### WHAT THIS TASK INVOLVES
Please count the lines in the items below that contain the string "plate", and give only that number.

### Source data
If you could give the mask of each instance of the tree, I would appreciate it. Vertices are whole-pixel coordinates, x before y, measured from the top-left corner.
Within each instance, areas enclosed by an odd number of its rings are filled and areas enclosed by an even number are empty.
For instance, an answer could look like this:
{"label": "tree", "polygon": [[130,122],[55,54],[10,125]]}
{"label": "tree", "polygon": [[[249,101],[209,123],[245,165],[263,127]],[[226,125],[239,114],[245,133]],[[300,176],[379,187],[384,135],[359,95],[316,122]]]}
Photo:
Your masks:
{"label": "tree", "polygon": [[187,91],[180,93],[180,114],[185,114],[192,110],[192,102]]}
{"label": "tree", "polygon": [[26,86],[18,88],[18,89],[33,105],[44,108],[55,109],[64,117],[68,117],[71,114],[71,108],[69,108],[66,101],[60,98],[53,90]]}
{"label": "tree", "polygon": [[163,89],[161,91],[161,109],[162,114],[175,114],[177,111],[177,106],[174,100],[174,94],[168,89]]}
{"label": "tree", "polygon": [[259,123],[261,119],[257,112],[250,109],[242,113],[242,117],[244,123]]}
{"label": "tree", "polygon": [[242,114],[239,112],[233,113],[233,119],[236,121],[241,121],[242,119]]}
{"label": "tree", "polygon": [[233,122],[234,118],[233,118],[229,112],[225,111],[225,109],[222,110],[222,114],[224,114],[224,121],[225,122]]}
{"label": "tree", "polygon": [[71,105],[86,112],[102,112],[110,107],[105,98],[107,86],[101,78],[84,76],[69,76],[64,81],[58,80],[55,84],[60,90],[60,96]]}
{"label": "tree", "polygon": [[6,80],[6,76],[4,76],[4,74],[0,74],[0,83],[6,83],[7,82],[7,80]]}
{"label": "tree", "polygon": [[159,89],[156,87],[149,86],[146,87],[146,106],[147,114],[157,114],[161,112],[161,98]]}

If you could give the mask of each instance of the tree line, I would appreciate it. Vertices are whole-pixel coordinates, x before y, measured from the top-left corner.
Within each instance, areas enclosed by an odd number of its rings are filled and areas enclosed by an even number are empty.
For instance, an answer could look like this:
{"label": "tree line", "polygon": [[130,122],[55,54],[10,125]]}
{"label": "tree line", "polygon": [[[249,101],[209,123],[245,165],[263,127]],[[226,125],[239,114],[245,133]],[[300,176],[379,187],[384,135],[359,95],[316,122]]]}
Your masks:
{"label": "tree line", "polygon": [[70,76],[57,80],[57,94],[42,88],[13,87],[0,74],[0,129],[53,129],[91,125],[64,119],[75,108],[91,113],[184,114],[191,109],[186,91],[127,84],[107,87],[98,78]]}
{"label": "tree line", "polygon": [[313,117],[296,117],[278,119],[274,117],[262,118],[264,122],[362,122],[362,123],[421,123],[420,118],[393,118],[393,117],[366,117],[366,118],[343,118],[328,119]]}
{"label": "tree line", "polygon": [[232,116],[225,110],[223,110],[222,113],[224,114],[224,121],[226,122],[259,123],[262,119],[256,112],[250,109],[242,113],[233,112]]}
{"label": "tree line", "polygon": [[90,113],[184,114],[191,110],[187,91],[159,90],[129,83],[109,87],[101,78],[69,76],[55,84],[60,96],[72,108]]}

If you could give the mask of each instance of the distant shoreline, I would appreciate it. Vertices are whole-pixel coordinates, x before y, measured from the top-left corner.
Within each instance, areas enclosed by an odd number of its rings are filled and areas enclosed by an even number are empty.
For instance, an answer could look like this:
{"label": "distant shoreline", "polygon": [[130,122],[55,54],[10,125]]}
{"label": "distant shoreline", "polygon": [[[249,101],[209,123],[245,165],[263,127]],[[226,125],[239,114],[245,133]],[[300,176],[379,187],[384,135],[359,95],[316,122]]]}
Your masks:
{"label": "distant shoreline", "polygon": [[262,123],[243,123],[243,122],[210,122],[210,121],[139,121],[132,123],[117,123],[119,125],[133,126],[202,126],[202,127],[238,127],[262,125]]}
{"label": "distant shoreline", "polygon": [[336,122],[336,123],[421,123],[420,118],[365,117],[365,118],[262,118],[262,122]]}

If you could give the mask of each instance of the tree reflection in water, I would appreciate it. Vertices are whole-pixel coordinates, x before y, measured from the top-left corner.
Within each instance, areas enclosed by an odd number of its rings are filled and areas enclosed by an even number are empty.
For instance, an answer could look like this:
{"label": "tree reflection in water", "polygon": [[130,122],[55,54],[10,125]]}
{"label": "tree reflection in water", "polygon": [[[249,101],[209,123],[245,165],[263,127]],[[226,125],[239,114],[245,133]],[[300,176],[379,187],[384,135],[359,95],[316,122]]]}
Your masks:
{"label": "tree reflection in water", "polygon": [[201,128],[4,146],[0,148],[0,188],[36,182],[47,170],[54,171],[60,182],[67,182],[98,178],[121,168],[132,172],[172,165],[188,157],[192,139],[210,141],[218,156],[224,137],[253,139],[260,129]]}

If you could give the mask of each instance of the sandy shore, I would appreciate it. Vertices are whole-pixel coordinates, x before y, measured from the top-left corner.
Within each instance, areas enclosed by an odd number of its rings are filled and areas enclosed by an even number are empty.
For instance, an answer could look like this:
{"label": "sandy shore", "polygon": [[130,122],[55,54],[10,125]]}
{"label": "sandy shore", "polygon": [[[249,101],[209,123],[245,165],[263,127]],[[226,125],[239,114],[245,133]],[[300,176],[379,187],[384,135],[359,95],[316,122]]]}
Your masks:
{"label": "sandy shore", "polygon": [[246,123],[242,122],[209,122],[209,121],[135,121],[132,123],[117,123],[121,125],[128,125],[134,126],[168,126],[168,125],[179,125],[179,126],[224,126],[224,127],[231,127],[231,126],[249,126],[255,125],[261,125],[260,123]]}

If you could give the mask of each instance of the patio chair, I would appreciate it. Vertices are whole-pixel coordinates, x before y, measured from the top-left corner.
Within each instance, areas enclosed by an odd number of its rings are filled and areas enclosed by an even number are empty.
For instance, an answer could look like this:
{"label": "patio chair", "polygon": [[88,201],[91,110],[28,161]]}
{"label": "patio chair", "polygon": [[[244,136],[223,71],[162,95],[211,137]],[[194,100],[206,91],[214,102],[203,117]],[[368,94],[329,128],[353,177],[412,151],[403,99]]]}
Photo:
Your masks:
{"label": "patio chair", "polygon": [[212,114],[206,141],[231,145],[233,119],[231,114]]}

...

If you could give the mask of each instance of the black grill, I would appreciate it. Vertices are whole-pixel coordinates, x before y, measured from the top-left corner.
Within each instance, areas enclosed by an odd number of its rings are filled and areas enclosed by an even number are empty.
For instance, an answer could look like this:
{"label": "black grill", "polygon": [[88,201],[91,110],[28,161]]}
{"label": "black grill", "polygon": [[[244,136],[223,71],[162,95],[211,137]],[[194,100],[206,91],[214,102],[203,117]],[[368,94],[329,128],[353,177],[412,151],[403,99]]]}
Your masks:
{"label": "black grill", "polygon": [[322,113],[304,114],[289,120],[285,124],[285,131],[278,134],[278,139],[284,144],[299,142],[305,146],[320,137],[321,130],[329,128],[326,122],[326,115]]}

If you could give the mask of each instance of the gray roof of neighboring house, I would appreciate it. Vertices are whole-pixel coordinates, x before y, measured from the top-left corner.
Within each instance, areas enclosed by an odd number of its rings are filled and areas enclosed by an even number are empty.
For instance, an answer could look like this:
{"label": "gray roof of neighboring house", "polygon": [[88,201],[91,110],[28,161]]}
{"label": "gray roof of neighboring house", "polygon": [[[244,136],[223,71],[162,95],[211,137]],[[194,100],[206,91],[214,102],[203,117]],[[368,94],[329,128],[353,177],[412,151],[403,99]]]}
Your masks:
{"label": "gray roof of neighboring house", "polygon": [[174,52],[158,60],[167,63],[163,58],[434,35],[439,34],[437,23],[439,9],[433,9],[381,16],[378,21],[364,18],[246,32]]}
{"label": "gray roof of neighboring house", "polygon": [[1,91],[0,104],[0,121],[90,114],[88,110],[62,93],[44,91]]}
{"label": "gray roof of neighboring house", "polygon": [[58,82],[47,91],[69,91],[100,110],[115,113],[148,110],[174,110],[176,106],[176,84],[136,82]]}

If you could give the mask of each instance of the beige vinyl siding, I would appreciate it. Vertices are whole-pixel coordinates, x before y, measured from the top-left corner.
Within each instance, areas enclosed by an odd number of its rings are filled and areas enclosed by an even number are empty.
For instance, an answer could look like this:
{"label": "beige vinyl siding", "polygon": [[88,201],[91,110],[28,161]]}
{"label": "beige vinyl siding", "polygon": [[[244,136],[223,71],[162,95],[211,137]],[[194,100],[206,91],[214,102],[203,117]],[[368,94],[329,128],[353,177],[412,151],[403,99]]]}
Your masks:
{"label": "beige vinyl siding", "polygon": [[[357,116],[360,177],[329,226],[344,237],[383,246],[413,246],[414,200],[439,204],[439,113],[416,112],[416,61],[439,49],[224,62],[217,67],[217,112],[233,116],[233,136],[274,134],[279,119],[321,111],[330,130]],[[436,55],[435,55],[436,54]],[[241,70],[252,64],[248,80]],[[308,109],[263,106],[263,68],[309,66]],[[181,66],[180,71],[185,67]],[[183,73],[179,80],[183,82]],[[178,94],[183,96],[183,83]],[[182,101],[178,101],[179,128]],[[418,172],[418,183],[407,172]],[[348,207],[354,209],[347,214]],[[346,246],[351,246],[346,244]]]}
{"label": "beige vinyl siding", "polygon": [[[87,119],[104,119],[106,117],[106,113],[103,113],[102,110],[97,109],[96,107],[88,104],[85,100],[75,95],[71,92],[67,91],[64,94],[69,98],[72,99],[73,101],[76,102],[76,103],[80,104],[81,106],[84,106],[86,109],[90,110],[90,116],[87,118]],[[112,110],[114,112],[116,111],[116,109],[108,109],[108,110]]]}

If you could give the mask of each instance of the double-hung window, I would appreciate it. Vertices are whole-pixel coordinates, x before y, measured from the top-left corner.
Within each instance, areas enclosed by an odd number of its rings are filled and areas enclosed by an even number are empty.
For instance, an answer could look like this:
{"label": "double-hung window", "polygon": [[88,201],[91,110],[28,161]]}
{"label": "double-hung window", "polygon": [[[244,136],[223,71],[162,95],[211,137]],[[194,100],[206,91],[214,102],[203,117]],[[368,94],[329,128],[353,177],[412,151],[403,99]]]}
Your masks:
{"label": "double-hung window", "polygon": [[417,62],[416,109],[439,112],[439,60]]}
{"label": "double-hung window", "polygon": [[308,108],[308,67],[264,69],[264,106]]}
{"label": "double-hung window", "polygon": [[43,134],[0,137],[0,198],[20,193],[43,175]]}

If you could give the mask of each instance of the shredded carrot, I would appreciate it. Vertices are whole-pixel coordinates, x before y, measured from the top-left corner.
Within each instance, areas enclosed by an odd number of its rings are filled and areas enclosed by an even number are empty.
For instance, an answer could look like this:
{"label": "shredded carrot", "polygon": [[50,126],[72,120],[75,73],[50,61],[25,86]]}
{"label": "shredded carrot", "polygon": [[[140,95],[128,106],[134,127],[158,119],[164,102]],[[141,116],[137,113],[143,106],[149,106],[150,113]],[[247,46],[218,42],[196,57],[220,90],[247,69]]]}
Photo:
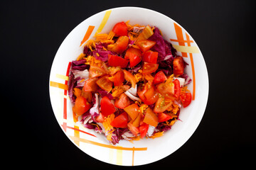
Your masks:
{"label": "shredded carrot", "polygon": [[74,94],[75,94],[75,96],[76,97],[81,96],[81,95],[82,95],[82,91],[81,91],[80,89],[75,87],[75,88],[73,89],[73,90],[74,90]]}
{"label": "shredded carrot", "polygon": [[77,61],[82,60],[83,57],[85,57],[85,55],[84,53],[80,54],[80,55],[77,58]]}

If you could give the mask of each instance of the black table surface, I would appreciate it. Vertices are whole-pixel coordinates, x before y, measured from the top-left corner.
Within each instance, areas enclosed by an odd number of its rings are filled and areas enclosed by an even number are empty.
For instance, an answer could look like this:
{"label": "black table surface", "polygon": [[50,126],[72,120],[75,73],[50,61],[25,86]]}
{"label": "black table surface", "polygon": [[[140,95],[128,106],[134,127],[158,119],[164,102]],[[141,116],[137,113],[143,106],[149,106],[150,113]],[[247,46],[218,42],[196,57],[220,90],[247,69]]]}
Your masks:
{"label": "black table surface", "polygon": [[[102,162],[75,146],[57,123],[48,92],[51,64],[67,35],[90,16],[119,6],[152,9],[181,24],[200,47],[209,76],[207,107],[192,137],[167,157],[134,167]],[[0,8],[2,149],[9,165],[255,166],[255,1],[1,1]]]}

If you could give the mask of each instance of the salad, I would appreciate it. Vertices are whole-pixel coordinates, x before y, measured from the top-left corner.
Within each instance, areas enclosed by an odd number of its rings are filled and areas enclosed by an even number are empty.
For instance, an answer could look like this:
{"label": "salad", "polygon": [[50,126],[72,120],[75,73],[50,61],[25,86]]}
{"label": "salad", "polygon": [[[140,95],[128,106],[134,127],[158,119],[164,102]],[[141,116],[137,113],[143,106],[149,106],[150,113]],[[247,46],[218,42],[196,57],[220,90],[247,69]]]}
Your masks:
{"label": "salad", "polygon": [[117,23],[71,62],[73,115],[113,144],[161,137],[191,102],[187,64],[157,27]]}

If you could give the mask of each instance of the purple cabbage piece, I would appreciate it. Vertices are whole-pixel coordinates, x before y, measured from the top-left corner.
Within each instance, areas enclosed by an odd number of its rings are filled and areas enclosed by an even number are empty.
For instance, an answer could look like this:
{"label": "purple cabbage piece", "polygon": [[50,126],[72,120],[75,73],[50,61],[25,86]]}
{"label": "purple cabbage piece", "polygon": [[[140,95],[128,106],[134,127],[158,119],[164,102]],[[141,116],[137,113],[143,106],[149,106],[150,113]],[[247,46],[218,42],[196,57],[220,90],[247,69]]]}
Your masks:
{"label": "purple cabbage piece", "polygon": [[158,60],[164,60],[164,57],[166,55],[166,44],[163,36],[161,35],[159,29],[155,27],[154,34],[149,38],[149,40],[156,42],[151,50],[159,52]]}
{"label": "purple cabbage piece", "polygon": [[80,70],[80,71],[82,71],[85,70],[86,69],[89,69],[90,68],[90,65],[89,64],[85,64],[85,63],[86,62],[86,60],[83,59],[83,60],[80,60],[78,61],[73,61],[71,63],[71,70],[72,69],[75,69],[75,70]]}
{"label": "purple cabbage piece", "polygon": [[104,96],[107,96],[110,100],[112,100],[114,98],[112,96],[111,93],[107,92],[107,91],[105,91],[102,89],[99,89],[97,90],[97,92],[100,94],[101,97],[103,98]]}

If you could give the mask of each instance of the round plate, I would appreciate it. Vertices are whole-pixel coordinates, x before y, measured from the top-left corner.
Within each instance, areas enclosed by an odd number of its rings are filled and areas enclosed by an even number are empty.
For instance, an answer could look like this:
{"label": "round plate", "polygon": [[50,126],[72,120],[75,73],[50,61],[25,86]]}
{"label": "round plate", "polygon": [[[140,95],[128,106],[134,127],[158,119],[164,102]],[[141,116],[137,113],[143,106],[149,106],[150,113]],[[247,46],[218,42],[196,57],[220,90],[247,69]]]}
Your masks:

### FULL RESPONSE
3